- PAGE TEXT:

There is conclusive or substantial evidence that cannabis or cannabinoids are effective:
For the treatment for chronic pain in adults
Antiemetics in the treatment of chemotherapy-induced nausea and vomiting
For improving patient-reported multiple sclerosis spasticity symptoms (oral cannabinoids)

There is moderate evidence that cannabis or cannabinoids are effective for:
Improving short-term sleep outcomes in individuals with sleep disturbance associated with obstructive sleep apnea syndrome, fibromyalgia, chronic pain, and multiple sclerosis

There is limited evidence that cannabis or cannabinoids are effective for:
Increasing appetite and decreasing weight loss associated with HIV/AIDS
Improving clinician-measured multiple sclerosis spasticity symptoms
Improving symptoms of Tourette syndrome (THC capsules)
Improving anxiety symptoms, as assessed by a public speaking test, in individuals with social anxiety disorders
Improving symptoms of post-traumatic stress disorder

There is limited evidence of a statistical association between cannabinoids and:
Better outcomes (i.e., mortality, disability) after a traumatic brain injury or intracranial hemorrhage

There is limited evidence that cannabis or cannabinoids are ineffective for:
Improving symptoms associated with dementia
Improving intraocular pressure associated with glaucoma
Reducing depressive symptoms in individuals with chronic pain or multiple sclerosis

Hardly any of this information is definitive – at least in the U.S. - because, as NORML reported in 2010:

”Lawmakers and health regulators demand clinical studies on the safety and efficacy of medical cannabis, but the federal agency in charge of such research bars these investigations from ever taking place...

- DATA UNDER STUDY:
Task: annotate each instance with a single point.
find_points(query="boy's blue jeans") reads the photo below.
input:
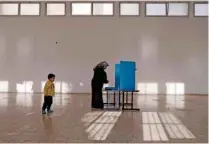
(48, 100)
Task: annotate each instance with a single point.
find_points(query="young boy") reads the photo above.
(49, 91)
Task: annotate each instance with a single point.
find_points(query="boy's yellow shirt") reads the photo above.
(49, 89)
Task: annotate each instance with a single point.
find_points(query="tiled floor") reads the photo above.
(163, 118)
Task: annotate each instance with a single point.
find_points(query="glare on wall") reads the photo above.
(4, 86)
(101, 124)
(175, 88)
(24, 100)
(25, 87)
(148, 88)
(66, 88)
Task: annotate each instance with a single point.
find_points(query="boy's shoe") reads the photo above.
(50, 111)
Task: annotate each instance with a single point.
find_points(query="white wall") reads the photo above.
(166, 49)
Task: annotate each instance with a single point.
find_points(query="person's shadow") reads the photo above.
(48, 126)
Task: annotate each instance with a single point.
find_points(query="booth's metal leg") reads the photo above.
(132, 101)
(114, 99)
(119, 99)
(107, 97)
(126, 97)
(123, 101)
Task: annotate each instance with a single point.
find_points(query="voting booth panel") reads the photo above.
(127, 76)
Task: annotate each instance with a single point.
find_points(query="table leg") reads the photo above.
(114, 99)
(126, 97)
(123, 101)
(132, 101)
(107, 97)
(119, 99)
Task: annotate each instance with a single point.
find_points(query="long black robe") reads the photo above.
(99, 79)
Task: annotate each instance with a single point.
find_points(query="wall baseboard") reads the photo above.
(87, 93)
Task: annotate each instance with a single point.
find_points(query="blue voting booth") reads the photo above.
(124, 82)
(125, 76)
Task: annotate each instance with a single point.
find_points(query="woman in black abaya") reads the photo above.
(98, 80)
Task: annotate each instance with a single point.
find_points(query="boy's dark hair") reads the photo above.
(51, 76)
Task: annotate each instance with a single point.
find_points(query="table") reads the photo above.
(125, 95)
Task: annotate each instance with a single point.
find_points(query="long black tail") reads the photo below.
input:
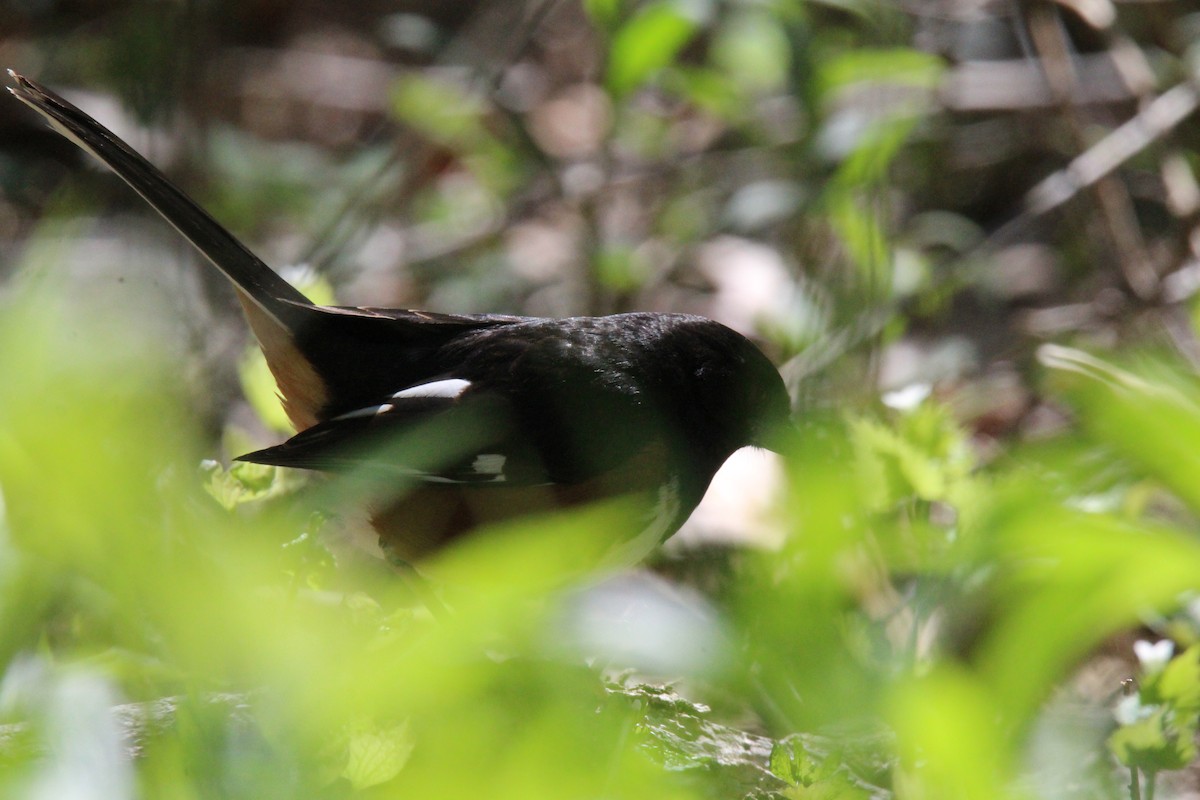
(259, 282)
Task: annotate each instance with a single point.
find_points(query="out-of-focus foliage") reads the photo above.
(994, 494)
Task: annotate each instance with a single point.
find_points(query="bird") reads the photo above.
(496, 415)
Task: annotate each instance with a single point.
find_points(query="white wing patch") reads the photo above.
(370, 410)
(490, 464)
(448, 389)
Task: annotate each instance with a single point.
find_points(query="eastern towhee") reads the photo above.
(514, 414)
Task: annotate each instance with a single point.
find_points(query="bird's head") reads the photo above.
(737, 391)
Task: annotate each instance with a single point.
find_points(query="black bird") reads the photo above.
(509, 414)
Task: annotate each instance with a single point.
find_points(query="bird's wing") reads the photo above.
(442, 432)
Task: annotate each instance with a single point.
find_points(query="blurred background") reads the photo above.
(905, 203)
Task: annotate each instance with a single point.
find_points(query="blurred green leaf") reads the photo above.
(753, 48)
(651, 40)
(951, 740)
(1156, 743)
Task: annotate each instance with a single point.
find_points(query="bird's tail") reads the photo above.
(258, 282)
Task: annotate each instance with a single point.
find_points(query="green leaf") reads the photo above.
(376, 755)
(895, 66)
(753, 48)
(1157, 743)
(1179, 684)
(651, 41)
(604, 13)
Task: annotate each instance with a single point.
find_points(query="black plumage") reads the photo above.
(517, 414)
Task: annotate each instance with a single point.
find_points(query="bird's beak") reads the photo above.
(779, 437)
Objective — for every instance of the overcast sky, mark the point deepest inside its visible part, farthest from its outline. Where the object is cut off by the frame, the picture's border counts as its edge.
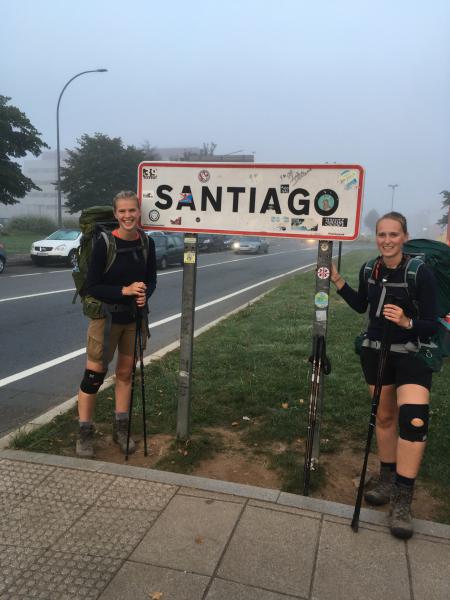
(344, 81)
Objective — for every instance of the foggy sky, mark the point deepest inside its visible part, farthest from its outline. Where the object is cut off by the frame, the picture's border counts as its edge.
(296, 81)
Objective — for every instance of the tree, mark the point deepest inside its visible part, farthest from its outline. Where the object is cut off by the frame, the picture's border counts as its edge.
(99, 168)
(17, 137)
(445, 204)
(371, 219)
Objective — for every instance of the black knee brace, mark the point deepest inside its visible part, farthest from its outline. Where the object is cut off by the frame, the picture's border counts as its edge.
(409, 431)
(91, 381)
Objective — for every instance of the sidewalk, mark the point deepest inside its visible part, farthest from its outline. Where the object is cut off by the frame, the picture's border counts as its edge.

- TO DO:
Please copy the cannabis evidence summary above word for word, from "There is conclusive" to "syndrome (THC capsules)".

- FINISHED TASK:
There is conclusive or substantial evidence that cannabis or cannabinoids are effective:
For the treatment for chronic pain in adults
Antiemetics in the treatment of chemotherapy-induced nausea and vomiting
For improving patient-reported multiple sclerosis spasticity symptoms (oral cannabinoids)

There is moderate evidence that cannabis or cannabinoids are effective for:
Improving short-term sleep outcomes in individuals with sleep disturbance associated with obstructive sleep apnea syndrome, fibromyalgia, chronic pain, and multiple sclerosis

There is limited evidence that cannabis or cannabinoids are effective for:
Increasing appetite and decreasing weight loss associated with HIV/AIDS
Improving clinician-measured multiple sclerosis spasticity symptoms
Improving symptoms of Tourette syndrome (THC capsules)